WHAT YOU ARE ASKED TO DO → From the passage on SAT timing, give back word for word the stretch that opens with the words containing "Format of the New" and closes with "distribute testing materials.".

>> Start DOCUMENT PASSAGE

These time limits ensure that the testing experience is universal and that no students receive an unfair advantage (though some students may qualify for extended time through the College Board’s Services for Students with Disabilities (SSD). Although it’s easy to feel rushed as the clock keeps ticking, knowing how to approach the SAT’s time limits is just another part of preparing for the exam.


There are three essential parts of SAT prep: content knowledge, test strategy, and time management. Of course, there is overlap between the three, but overall time management tends to be the single easiest piece of the test prep puzzle to prepare for. All you need to do is know the pace required to complete each section of the test, hopefully with a few minutes to spare to review your answers.


Format of the New SAT

Before you can think about the pacing for individual sections of the SAT, you should have some sort of idea of the overall format of the test.


The strict time constraints begin even before the test does. Most test centers open their doors at 7:45 AM on test day and close them promptly at 8:00 AM. Check your admissions ticket to confirm that this is the case at your testing center. If you aren’t inside when the doors close, you won’t be taking the SAT that day.


Testing will begin sometime between 8:30 and 9:00, depending on how long it takes for everyone to get to their assigned rooms and seats and for proctors to distribute testing materials.


The first part of the test will be the Evidence-Based Reading and Writing test. This part has two sections — a Reading test and a Writing and Language test. The Reading test comes first, consisting of 52 multiple-choice questions, which you’ll have 65 minutes to complete.


Next comes the Writing and Language test, comprised of 44 multiple-choice questions. You’ll have 25 minutes to complete this part of the test.

>> End DOCUMENT PASSAGE
>> Start DATA ENTRIES

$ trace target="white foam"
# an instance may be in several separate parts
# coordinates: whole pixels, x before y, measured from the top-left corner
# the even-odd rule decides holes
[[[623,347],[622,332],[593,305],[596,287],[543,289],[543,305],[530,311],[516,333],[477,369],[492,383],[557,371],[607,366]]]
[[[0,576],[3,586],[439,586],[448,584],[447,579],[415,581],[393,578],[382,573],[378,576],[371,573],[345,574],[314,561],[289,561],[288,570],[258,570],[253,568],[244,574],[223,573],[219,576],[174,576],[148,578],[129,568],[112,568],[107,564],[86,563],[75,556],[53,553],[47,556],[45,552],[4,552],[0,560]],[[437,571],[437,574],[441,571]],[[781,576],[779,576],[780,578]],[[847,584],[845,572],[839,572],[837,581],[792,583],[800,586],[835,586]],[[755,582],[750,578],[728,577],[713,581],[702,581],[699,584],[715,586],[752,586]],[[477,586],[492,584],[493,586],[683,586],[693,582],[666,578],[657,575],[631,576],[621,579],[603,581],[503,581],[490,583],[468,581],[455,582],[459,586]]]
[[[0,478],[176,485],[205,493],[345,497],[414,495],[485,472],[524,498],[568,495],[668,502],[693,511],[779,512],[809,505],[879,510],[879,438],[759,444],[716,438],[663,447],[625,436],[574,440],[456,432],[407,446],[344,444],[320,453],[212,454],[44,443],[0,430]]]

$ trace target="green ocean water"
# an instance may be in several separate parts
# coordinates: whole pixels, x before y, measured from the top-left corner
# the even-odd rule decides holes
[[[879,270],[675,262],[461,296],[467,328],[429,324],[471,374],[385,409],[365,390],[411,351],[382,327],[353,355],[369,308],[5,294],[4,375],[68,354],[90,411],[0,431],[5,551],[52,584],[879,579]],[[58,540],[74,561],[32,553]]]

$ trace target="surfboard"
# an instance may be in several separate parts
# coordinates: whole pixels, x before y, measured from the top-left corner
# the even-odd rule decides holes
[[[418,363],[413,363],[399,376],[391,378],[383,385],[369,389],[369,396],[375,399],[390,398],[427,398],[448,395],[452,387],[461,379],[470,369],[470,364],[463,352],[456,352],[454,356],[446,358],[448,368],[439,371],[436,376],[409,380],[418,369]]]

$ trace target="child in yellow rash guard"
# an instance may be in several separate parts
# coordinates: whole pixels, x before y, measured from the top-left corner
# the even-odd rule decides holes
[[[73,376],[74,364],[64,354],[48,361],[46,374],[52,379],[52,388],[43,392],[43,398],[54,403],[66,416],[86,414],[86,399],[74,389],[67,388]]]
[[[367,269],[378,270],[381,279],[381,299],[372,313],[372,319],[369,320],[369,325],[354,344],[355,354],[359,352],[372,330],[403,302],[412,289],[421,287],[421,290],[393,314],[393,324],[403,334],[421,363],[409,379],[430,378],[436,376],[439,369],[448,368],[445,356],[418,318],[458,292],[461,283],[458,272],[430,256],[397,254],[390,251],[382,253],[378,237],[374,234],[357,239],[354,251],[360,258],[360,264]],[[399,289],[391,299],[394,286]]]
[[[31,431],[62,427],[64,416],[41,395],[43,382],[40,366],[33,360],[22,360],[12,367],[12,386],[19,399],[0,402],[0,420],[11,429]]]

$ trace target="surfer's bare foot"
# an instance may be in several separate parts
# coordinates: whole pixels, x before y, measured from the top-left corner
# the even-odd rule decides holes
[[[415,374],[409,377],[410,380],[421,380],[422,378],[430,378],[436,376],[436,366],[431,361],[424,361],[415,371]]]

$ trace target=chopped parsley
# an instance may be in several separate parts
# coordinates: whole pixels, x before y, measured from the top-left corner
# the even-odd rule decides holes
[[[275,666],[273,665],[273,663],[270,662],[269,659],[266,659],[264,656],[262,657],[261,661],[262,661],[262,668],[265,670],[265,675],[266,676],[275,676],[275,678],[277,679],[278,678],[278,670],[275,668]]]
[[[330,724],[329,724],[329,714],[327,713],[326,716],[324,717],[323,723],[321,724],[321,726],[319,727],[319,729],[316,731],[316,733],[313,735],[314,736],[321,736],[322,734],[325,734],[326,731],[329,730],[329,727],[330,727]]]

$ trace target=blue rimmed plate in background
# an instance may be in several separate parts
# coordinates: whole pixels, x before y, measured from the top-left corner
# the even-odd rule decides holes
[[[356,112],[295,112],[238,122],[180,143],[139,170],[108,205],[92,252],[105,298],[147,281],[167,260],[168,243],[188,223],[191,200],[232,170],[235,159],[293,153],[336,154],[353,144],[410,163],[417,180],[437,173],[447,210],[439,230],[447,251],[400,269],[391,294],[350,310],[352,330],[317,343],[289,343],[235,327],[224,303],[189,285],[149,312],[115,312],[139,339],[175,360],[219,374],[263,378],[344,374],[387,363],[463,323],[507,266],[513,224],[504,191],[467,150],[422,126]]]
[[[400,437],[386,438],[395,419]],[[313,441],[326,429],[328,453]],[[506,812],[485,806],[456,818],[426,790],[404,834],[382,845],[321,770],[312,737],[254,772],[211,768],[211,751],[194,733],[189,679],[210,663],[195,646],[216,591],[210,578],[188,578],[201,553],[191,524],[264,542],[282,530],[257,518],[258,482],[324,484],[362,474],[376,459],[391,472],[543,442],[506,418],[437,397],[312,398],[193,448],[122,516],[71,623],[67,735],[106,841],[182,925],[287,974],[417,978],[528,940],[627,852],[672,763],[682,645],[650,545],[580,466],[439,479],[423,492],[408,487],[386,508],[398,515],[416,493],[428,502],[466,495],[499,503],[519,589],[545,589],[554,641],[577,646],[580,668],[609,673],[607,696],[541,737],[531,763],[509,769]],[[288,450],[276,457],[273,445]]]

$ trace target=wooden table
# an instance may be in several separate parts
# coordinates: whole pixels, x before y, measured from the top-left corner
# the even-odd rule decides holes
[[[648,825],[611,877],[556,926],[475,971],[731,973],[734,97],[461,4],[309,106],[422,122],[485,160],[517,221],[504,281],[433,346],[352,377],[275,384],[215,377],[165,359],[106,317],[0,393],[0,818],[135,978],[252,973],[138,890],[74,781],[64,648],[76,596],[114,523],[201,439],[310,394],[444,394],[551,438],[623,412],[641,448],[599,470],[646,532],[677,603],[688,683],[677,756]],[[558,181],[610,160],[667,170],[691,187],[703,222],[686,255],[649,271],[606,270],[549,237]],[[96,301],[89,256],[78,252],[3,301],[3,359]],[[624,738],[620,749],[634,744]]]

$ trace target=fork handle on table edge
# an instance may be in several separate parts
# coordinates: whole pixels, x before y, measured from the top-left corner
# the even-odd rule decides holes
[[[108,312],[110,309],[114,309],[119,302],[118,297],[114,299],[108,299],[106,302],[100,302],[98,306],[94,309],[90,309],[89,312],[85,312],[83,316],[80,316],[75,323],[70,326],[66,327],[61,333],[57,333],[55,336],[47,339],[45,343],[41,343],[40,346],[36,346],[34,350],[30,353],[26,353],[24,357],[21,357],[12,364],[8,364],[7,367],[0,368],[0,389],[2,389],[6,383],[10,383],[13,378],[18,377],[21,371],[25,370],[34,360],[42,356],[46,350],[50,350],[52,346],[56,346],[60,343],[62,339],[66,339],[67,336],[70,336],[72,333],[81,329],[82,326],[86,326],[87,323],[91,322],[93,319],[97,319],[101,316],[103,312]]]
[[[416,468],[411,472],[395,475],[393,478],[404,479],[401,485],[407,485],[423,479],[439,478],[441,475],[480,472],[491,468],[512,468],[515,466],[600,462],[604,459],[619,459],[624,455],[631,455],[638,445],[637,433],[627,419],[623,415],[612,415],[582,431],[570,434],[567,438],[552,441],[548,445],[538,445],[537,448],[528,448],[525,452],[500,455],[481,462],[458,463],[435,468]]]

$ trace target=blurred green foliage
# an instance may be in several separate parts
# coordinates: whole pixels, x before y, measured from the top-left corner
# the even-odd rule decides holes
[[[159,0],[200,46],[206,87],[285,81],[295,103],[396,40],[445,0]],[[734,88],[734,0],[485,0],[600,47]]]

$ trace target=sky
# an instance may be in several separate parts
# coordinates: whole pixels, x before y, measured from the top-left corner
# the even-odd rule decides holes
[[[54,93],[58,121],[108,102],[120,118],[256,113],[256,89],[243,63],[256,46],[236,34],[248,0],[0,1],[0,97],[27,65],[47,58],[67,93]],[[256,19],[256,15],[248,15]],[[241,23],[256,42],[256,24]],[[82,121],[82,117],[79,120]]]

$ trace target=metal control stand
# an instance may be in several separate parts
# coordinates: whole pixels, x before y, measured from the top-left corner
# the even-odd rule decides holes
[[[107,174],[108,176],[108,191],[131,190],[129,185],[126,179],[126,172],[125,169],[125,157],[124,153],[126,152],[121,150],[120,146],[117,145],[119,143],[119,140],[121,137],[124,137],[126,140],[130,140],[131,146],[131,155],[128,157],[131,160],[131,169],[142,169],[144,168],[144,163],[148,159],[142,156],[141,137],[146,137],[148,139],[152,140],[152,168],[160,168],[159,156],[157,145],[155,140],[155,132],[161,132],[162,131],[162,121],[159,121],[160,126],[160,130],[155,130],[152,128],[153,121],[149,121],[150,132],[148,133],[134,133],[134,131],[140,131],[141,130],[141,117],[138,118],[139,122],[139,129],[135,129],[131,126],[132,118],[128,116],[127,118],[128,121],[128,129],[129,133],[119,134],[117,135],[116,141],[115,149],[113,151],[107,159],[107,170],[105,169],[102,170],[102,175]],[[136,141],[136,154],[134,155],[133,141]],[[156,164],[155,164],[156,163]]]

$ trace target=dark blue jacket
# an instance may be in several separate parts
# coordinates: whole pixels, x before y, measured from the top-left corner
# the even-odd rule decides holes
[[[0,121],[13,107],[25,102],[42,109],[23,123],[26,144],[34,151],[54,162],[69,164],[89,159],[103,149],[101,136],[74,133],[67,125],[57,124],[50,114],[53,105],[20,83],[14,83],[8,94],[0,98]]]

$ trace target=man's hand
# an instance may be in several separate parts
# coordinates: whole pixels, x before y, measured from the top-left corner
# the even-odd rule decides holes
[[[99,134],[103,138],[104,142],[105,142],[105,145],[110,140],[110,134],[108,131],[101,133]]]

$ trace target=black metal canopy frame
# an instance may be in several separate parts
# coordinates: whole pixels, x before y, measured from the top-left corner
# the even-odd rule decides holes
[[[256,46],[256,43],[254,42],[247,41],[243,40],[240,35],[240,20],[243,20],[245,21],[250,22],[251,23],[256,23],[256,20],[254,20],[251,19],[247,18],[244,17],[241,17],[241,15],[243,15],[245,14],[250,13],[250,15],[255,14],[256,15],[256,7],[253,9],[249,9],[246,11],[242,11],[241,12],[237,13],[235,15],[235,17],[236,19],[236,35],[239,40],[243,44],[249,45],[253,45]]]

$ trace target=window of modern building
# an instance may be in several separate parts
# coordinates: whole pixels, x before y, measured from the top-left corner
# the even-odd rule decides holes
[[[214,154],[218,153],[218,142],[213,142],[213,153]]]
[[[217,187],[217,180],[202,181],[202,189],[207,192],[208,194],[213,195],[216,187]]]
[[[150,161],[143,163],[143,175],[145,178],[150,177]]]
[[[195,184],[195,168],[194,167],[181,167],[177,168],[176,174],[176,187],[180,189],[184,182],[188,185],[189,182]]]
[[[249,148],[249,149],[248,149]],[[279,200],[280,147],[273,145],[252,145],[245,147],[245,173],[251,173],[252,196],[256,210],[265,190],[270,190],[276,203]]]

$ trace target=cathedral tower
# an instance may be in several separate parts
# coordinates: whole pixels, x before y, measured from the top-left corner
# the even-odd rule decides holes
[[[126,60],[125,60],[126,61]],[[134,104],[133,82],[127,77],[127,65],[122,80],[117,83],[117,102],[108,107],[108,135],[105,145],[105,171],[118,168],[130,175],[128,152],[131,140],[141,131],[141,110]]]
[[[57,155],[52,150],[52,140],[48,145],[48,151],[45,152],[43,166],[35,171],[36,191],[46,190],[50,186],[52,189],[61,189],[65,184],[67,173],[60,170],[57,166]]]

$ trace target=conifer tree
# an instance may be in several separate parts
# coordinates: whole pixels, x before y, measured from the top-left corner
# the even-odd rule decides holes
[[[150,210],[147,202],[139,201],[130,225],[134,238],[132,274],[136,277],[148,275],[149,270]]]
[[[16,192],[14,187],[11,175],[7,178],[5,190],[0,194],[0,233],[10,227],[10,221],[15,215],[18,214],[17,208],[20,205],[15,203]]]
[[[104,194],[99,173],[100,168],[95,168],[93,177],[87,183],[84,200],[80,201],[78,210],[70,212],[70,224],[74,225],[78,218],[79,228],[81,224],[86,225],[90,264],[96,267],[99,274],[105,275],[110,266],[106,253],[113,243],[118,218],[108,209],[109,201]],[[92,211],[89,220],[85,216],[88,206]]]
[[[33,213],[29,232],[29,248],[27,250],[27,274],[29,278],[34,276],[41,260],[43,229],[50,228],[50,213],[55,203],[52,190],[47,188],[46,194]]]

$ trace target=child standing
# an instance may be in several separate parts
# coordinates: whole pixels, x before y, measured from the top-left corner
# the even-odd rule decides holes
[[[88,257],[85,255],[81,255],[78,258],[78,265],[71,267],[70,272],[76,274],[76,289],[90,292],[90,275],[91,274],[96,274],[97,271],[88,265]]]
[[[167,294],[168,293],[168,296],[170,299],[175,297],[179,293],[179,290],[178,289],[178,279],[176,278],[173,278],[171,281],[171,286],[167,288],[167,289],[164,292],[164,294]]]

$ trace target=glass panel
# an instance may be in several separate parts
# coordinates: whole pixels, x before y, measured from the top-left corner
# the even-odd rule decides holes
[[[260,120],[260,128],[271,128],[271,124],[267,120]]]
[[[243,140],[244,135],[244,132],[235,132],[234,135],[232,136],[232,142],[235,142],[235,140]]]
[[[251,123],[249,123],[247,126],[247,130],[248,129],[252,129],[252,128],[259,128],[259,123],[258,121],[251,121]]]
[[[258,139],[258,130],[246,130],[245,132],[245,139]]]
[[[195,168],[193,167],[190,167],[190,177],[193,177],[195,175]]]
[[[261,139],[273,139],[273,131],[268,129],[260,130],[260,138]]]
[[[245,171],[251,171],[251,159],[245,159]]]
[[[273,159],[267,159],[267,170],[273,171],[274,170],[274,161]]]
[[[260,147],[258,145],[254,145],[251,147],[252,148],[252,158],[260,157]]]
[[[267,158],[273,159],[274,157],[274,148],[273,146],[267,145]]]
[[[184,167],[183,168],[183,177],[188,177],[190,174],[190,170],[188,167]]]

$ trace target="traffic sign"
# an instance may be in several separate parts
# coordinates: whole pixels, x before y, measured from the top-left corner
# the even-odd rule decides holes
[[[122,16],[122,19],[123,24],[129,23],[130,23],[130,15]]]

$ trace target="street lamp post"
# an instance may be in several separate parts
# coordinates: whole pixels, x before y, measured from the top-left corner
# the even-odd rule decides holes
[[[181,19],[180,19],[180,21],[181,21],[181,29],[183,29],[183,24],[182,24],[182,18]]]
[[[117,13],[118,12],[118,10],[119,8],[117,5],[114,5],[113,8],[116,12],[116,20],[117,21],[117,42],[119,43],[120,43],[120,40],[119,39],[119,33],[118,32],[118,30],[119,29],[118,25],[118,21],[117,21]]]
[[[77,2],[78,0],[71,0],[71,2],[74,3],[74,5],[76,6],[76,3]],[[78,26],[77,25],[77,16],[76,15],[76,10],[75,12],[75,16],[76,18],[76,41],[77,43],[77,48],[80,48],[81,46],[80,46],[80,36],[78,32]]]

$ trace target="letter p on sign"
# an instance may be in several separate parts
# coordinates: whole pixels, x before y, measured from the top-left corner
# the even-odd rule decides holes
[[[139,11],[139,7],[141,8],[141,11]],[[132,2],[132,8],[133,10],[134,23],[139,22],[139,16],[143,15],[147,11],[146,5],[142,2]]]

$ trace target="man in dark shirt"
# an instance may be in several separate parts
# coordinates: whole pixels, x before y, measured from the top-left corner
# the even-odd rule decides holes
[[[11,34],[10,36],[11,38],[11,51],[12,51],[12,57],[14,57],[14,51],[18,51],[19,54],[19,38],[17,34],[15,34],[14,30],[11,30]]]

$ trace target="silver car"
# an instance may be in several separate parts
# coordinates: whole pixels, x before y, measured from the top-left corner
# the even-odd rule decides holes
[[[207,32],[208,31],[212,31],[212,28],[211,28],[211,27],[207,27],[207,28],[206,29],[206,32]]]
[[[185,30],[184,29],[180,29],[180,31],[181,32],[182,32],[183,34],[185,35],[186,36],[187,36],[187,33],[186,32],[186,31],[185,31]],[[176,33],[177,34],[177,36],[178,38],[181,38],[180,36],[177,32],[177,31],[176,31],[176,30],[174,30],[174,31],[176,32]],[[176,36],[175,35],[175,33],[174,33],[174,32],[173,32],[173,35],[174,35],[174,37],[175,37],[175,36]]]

>> End DATA ENTRIES

SOLVED EXERCISE →
Format of the New SAT

Before you can think about the pacing for individual sections of the SAT, you should have some sort of idea of the overall format of the test.


The strict time constraints begin even before the test does. Most test centers open their doors at 7:45 AM on test day and close them promptly at 8:00 AM. Check your admissions ticket to confirm that this is the case at your testing center. If you aren’t inside when the doors close, you won’t be taking the SAT that day.


Testing will begin sometime between 8:30 and 9:00, depending on how long it takes for everyone to get to their assigned rooms and seats and for proctors to distribute testing materials.